• _The data_:
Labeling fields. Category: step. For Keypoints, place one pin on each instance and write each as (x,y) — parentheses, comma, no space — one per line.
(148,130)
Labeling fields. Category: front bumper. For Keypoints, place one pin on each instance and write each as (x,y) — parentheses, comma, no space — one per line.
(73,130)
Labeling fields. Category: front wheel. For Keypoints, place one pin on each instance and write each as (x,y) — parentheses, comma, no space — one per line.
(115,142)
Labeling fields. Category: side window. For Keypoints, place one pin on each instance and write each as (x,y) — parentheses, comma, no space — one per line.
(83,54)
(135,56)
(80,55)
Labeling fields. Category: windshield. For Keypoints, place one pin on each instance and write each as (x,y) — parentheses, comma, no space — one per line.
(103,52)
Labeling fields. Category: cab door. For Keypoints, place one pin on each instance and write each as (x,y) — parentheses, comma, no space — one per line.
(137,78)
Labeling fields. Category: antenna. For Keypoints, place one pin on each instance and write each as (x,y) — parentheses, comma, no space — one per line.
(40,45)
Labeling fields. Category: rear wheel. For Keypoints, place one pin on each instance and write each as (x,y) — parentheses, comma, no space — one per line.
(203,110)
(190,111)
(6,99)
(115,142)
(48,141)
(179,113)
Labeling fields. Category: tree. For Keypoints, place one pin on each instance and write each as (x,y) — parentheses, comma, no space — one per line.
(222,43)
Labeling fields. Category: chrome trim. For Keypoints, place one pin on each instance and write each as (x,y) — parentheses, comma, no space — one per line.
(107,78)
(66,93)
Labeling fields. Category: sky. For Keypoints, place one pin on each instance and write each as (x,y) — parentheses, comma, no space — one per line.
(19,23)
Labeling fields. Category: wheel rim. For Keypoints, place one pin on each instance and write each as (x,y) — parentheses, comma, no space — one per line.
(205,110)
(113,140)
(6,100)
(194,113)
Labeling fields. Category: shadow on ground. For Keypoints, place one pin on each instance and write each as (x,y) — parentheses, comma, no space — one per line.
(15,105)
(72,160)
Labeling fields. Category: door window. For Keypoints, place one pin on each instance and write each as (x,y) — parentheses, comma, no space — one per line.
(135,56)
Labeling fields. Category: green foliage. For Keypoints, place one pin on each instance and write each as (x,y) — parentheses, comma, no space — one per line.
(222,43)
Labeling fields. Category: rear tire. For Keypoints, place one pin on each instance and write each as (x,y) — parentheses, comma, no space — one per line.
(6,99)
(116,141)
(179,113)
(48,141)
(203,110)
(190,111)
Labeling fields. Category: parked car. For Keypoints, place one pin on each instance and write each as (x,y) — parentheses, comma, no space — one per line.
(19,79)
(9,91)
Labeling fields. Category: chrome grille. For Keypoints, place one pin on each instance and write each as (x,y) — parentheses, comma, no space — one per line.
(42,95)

• _Exercise objective_: Could you reproduce all of the entries exactly as they appear?

• _Task response_:
Labeling fields. Category: step. For Keypoints, place one pin on each instance and write each as (x,y) — parentheses, comma, no space — one per line.
(148,130)
Labeling fields. Category: front bumper. For Keypoints, place one pin on each instance and write each as (x,y) — parentheses, comma, no space — one per line.
(73,130)
Labeling fields. Category: front wheel. For Keypoints, place one pin on each instance and write each as (x,y) — parentheses, comma, no space — one per line.
(115,142)
Labeling fields. Category: side window. For Keypoints, place one pin on each instance and write each as (x,y) — parentheses, comma, no space — one per line.
(83,54)
(135,56)
(80,55)
Labeling fields. Category: windshield. For Keypoints, place one pin on each instance and write each as (x,y) — parentheses, comma, no space — one per line.
(103,52)
Labeling fields. Category: cab door. For Keypoints, place one pin on each instance and write each as (x,y) — parentheses, comma, no space — one per line.
(137,78)
Labeling fields. Category: antenna. For Keypoints, place one pin on each instance and write each as (x,y) — parentheses, comma, no space — one per line.
(40,45)
Labeling fields. Category: rear wheel. For Keypoints, place one pin on each instance and write each as (x,y) — parentheses, comma, no space — one per line.
(203,110)
(190,111)
(6,99)
(115,142)
(48,141)
(179,113)
Labeling fields. Category: tree. For Keypoints, place one pin on each instance and write each as (x,y) — parentheses, comma, no space — one per line.
(222,43)
Labeling fields. Category: chrome trim. For Keypoints, place one pin on each instance and write each as (x,y) — parentheses, comma, no space — one per line.
(107,78)
(66,93)
Labeling fields. Category: sky. For Keypoints, place one pin on each instance and write each as (x,y) — parentheses, comma, no space — one per line.
(19,23)
Labeling fields. Category: wheel rim. For Keypoints, place one pin on each instance and write each as (x,y) — parentheses, comma, no space — one per line.
(205,110)
(113,140)
(6,100)
(194,113)
Labeling fields. Category: shadow on ground. For Keypoints, place one pin on each instance and write each as (x,y) — parentheses, comma, no space — one per line.
(15,105)
(72,160)
Labeling fields. Category: door window. For Keypoints, place one pin on each instance and write each as (x,y) — parentheses, comma, no space — one per line.
(135,56)
Labeling fields. Category: green foliage. For Keypoints, place one pin on each instance and write each as (x,y) — parentheses, comma, no space — one per line.
(222,43)
Labeling fields. Category: rear tire. For Keypoints, place one pin on each instance and write each as (x,y) — parentheses, comma, no space — one per line.
(6,99)
(116,141)
(179,113)
(48,141)
(203,110)
(190,111)
Labeling fields. Category: parked car. For Keypoints, place one pin on each instance and write each as (x,y) — parentheses, comma, no space — one per line.
(19,79)
(9,91)
Labeling fields. Category: chrome grille. For Keypoints, place one pin on each instance and write each as (x,y) — parentheses, comma, no space — one per line.
(42,95)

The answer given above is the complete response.